Natural language region descriptions
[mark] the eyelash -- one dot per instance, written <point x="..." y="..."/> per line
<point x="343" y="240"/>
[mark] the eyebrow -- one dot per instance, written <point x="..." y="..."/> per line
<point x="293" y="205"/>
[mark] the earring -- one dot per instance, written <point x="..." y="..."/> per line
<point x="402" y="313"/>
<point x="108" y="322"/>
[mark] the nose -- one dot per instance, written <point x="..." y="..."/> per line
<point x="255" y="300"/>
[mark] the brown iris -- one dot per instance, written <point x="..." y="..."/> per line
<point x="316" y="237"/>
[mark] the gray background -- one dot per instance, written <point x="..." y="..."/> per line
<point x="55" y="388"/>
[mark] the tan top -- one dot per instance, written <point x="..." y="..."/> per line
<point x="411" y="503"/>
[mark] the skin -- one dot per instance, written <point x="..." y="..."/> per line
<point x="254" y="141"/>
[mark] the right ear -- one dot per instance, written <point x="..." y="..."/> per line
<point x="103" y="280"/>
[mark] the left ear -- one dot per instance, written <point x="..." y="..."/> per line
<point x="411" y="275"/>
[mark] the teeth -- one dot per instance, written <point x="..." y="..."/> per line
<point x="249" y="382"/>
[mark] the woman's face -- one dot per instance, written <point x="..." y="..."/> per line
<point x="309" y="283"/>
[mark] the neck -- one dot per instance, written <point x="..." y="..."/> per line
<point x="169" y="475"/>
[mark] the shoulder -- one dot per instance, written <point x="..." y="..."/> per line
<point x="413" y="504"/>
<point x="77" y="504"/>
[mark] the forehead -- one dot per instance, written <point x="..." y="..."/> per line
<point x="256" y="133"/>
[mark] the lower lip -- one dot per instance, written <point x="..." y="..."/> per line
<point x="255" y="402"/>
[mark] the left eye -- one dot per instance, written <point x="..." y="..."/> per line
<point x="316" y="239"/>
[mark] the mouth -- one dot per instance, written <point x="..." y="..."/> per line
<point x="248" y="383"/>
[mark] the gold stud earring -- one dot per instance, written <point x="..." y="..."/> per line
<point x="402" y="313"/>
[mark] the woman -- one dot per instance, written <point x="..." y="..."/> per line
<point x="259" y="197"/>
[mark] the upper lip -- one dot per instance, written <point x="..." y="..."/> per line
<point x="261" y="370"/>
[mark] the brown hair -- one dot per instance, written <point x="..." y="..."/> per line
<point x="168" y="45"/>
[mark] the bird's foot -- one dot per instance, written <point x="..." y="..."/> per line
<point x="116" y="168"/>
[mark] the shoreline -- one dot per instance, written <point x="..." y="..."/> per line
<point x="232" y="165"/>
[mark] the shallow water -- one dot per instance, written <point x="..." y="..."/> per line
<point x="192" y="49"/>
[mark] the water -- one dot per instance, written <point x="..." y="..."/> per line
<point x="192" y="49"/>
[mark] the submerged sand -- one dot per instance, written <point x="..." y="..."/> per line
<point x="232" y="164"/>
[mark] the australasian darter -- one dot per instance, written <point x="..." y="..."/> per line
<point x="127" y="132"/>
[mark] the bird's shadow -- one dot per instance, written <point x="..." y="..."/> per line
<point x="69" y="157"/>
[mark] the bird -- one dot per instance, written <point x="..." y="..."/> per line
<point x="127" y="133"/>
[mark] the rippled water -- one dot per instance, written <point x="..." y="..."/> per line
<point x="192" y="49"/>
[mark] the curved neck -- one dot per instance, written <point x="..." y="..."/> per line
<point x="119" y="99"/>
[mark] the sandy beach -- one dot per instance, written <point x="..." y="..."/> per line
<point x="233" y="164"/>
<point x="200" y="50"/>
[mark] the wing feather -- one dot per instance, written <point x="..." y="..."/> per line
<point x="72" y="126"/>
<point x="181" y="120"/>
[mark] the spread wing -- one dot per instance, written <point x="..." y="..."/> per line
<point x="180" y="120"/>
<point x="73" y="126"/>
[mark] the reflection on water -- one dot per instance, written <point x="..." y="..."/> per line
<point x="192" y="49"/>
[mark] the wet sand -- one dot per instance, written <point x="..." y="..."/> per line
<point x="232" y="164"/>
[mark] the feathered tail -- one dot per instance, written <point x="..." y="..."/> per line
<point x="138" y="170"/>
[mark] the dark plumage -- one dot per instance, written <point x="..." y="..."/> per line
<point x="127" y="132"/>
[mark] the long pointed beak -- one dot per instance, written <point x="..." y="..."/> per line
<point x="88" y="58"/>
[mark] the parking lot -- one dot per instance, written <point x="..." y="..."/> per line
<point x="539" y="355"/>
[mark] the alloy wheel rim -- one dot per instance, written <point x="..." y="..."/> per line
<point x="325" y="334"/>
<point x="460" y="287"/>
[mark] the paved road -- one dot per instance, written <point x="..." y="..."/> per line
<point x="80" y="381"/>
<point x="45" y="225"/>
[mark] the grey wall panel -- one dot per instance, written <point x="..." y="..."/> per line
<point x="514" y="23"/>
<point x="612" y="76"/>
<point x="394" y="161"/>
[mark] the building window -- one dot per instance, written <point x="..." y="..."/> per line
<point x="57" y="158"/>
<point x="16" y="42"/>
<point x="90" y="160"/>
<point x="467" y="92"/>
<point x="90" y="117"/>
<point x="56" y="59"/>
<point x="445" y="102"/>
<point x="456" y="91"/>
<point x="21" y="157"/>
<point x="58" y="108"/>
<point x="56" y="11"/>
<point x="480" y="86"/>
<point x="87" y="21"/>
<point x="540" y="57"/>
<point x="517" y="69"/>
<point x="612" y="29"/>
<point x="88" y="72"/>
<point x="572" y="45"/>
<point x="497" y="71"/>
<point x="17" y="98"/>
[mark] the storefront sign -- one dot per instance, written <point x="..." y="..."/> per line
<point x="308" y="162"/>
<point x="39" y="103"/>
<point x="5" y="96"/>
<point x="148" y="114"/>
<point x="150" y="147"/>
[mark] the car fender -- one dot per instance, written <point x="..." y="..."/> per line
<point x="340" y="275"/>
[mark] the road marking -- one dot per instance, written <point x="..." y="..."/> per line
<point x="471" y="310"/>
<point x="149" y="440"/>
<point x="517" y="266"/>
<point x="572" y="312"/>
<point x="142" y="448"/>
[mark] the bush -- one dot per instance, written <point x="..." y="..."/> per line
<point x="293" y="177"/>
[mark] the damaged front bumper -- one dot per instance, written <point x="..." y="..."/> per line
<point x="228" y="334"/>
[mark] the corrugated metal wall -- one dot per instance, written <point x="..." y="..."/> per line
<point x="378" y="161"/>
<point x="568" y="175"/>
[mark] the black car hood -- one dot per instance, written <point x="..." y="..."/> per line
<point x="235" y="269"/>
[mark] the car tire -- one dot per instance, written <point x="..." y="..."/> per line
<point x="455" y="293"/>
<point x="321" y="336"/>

TASK TO CARRY OUT: What you return must match the records exactly, down to the last line.

OUTPUT BELOW:
[mark] the eyelash -- one dot per instance, written <point x="..." y="..."/> per line
<point x="343" y="240"/>
[mark] the eyebrow -- one dot per instance, written <point x="..." y="..."/> per line
<point x="293" y="205"/>
[mark] the earring -- one dot per instance, written <point x="..." y="..."/> per line
<point x="402" y="313"/>
<point x="108" y="322"/>
[mark] the nose -- one dot per instance, written <point x="..." y="..."/> per line
<point x="255" y="300"/>
[mark] the brown iris -- one dot per instance, written <point x="..." y="..."/> per line
<point x="316" y="237"/>
[mark] the gray background -- one dot per instance, written <point x="..." y="..."/> per line
<point x="55" y="388"/>
[mark] the tan top -- one dot per instance, written <point x="..." y="..."/> per line
<point x="411" y="503"/>
[mark] the skin -- one dot per instance, written <point x="..." y="..."/> per line
<point x="254" y="141"/>
[mark] the right ear -- one dot per instance, written <point x="..." y="..."/> per line
<point x="103" y="280"/>
[mark] the left ear -- one dot per instance, written <point x="..." y="..."/> per line
<point x="411" y="275"/>
[mark] the teeth -- one dot per instance, written <point x="..." y="..."/> per line
<point x="249" y="382"/>
[mark] the woman's face -- one dot per instance, written <point x="..." y="..."/> per line
<point x="309" y="283"/>
[mark] the neck -- one dot per instance, written <point x="..." y="..."/> per line
<point x="169" y="475"/>
[mark] the shoulder -- one dot per instance, written <point x="..." y="..."/> per line
<point x="413" y="504"/>
<point x="77" y="504"/>
[mark] the forehead -- one dot per instance, written <point x="..." y="..."/> per line
<point x="256" y="133"/>
[mark] the lower lip -- one dot per instance, written <point x="..." y="..."/> per line
<point x="255" y="402"/>
[mark] the left eye -- one dot per instance, written <point x="..." y="..."/> per line
<point x="316" y="239"/>
[mark] the mouth -- one dot per instance, written <point x="..." y="..."/> per line
<point x="248" y="383"/>
[mark] the gold stud earring -- one dot per instance, written <point x="..." y="..."/> per line
<point x="402" y="313"/>
[mark] the woman -- one dot per instance, written <point x="..." y="..."/> per line
<point x="259" y="197"/>
[mark] the upper lip -- one dot per instance, written <point x="..." y="..."/> per line
<point x="261" y="370"/>
[mark] the brown hair -- one dot per instance, written <point x="..." y="..."/> per line
<point x="168" y="45"/>
[mark] the bird's foot -- one dot per instance, written <point x="..." y="..."/> per line
<point x="116" y="168"/>
[mark] the shoreline -- one dot per instance, written <point x="..." y="..."/> per line
<point x="232" y="165"/>
[mark] the shallow water -- one dot per instance, written <point x="..." y="..."/> per line
<point x="192" y="49"/>
[mark] the water -- one dot per instance, written <point x="..." y="..."/> per line
<point x="192" y="49"/>
[mark] the submerged sand -- one dot per instance, written <point x="..." y="..."/> per line
<point x="232" y="164"/>
[mark] the australasian darter -- one dot per instance, written <point x="..." y="..."/> per line
<point x="127" y="132"/>
[mark] the bird's shadow -- one dot per instance, written <point x="..." y="..."/> per line
<point x="69" y="157"/>
[mark] the bird -- one dot per instance, written <point x="..." y="..."/> per line
<point x="127" y="133"/>
[mark] the rippled water -- one dot per instance, written <point x="..." y="..."/> per line
<point x="192" y="49"/>
[mark] the curved neck -- one dot per instance, written <point x="..." y="..."/> per line
<point x="119" y="99"/>
[mark] the sandy beach -- one dot per instance, written <point x="..." y="..."/> per line
<point x="233" y="164"/>
<point x="200" y="50"/>
[mark] the wing feather -- one dot per instance, written <point x="..." y="..."/> per line
<point x="72" y="126"/>
<point x="181" y="120"/>
[mark] the spread wing -- one dot per instance, written <point x="..." y="..."/> per line
<point x="180" y="120"/>
<point x="73" y="126"/>
[mark] the reflection on water -- one dot per instance, written <point x="..." y="..."/> per line
<point x="192" y="49"/>
[mark] the wet sand -- one dot per instance, written <point x="..." y="..."/> per line
<point x="232" y="164"/>
[mark] the feathered tail -- one dot per instance, written <point x="..." y="..."/> per line
<point x="138" y="170"/>
[mark] the dark plumage -- one dot per instance, written <point x="..." y="..."/> per line
<point x="127" y="132"/>
[mark] the long pointed beak -- one dot per instance, written <point x="..." y="..."/> per line
<point x="88" y="58"/>
[mark] the parking lot -- one dot per instance, written <point x="..." y="..."/> per line
<point x="539" y="355"/>
[mark] the alloy wheel rim -- one dot per instance, written <point x="..." y="..."/> per line
<point x="325" y="334"/>
<point x="460" y="287"/>
[mark] the paved road -- one dot per instance, written <point x="..." y="..."/> per line
<point x="80" y="381"/>
<point x="45" y="225"/>
[mark] the grey wall panel -- one dot per instance, written <point x="..." y="..."/> per line
<point x="514" y="23"/>
<point x="612" y="76"/>
<point x="394" y="161"/>
[mark] the building window -- one dot per instance, written <point x="..." y="..."/> per line
<point x="57" y="158"/>
<point x="16" y="42"/>
<point x="90" y="160"/>
<point x="467" y="92"/>
<point x="90" y="117"/>
<point x="56" y="59"/>
<point x="445" y="102"/>
<point x="456" y="91"/>
<point x="21" y="157"/>
<point x="58" y="108"/>
<point x="56" y="11"/>
<point x="480" y="86"/>
<point x="87" y="21"/>
<point x="540" y="57"/>
<point x="517" y="69"/>
<point x="612" y="29"/>
<point x="88" y="72"/>
<point x="572" y="45"/>
<point x="497" y="71"/>
<point x="17" y="98"/>
[mark] the storefront sign -- one dot per instance, written <point x="..." y="..."/> per line
<point x="308" y="162"/>
<point x="39" y="103"/>
<point x="5" y="96"/>
<point x="148" y="114"/>
<point x="150" y="147"/>
[mark] the car fender -- one dot per instance, written <point x="..." y="..."/> per line
<point x="340" y="275"/>
[mark] the road marking -- one dot per instance, written <point x="..." y="..."/> per line
<point x="471" y="310"/>
<point x="149" y="440"/>
<point x="517" y="266"/>
<point x="572" y="312"/>
<point x="142" y="448"/>
[mark] the bush -- one dot per instance, written <point x="..." y="..."/> per line
<point x="293" y="177"/>
[mark] the damaged front bumper -- one dot per instance, written <point x="..." y="..."/> per line
<point x="228" y="334"/>
[mark] the corrugated metal wall -- one dot per instance, written <point x="..." y="..."/> per line
<point x="378" y="161"/>
<point x="568" y="175"/>
[mark] the black car hood -- one dot per instance, written <point x="..." y="..."/> per line
<point x="235" y="269"/>
[mark] the car tire -- one dot per instance, written <point x="..." y="..."/> per line
<point x="455" y="293"/>
<point x="321" y="336"/>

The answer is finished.